**Required work**. Print the listing in its entirety and exactly, leaving out images.

(Provided records)

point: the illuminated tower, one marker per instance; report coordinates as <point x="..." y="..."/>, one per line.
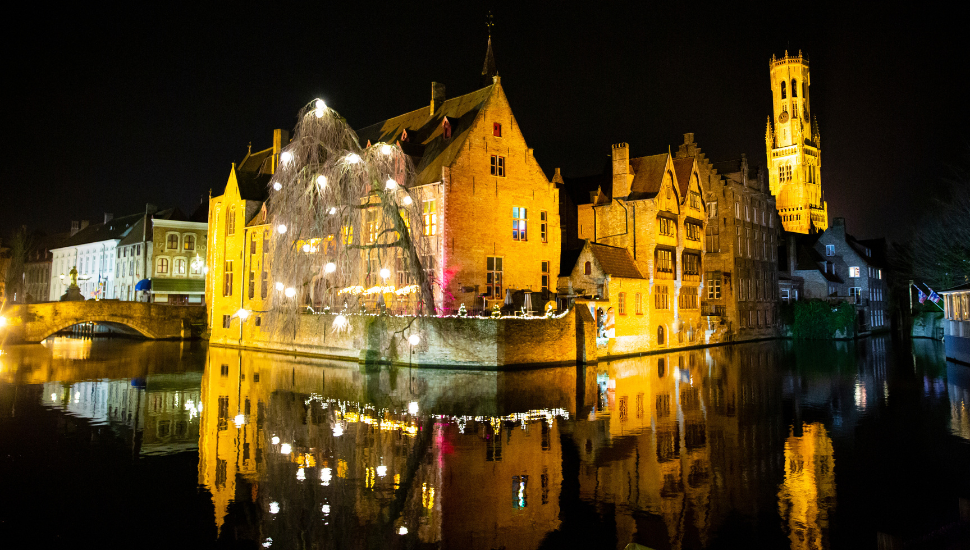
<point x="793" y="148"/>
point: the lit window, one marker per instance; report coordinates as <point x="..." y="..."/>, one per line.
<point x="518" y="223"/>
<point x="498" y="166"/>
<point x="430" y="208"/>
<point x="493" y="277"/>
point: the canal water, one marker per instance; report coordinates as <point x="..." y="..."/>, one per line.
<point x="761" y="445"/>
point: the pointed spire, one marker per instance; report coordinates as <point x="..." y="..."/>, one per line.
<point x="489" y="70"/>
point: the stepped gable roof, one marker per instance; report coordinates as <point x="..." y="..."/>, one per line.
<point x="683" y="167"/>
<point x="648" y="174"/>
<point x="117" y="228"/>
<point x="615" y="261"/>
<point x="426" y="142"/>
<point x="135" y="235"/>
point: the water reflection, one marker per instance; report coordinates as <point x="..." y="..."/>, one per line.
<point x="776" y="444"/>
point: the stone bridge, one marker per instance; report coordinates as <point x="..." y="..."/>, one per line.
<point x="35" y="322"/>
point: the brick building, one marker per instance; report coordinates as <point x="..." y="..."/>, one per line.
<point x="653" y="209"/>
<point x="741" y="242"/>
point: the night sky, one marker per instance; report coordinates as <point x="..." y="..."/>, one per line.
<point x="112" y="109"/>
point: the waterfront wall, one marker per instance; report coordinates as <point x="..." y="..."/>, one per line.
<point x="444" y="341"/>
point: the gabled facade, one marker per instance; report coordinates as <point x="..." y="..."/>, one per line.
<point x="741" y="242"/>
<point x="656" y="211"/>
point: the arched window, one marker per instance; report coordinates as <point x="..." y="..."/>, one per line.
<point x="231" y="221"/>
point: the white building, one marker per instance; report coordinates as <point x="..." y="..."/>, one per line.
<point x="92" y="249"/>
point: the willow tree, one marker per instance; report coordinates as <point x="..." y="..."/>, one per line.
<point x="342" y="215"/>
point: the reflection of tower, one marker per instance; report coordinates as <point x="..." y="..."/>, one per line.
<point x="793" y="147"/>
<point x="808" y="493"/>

(End Provided records)

**Response box**.
point: the illuminated tower, one marker per instance; report coordinates as <point x="..." y="..."/>, one per line.
<point x="793" y="148"/>
point: the lit window, one marker per instance; report coordinates as <point x="..." y="..."/>, one per line.
<point x="518" y="223"/>
<point x="498" y="166"/>
<point x="430" y="208"/>
<point x="493" y="277"/>
point: the canal water, one marker per instance; report coordinates as <point x="..." y="..."/>, one per line.
<point x="761" y="445"/>
point: the pointed spire, one marker per instance; report coordinates as <point x="..." y="..."/>, one per line.
<point x="489" y="70"/>
point: the stepped gable roof, one marker per instance; report coordinates as <point x="..." y="..."/>, one per line.
<point x="683" y="167"/>
<point x="648" y="174"/>
<point x="117" y="228"/>
<point x="615" y="261"/>
<point x="426" y="142"/>
<point x="135" y="235"/>
point: the water reflection, one marker per instance; report coordinates as <point x="..." y="..."/>, one per line.
<point x="776" y="444"/>
point: the stone bridge, one marker per instance; report coordinates as <point x="..." y="..."/>, one per line.
<point x="35" y="322"/>
point: the brick building, one marker per instance; report coordinates as <point x="..." y="..."/>, one per line.
<point x="653" y="209"/>
<point x="741" y="242"/>
point: the night sky, one marker per instance; report coordinates as <point x="..." y="..."/>, one per line.
<point x="112" y="109"/>
point: the waterfront wall, one marker per instance; report coordinates as <point x="..." y="..."/>, one per line.
<point x="444" y="341"/>
point: the gabled facade, one marker per instance; report coordinates as <point x="..." y="..."/>, one per line.
<point x="741" y="242"/>
<point x="656" y="211"/>
point: the arched window, one marker per instance; report coordinates as <point x="..." y="..."/>, one per line.
<point x="231" y="221"/>
point: the white building, one marker per instance; report coordinates as <point x="..." y="..."/>, one per line.
<point x="92" y="249"/>
point: the willow tree, one marker per instance; report coordinates as <point x="..." y="..."/>, one per line.
<point x="342" y="215"/>
point: the reflection of tower, one marker per instance; report coordinates as <point x="..." y="..."/>, one per line.
<point x="793" y="147"/>
<point x="808" y="493"/>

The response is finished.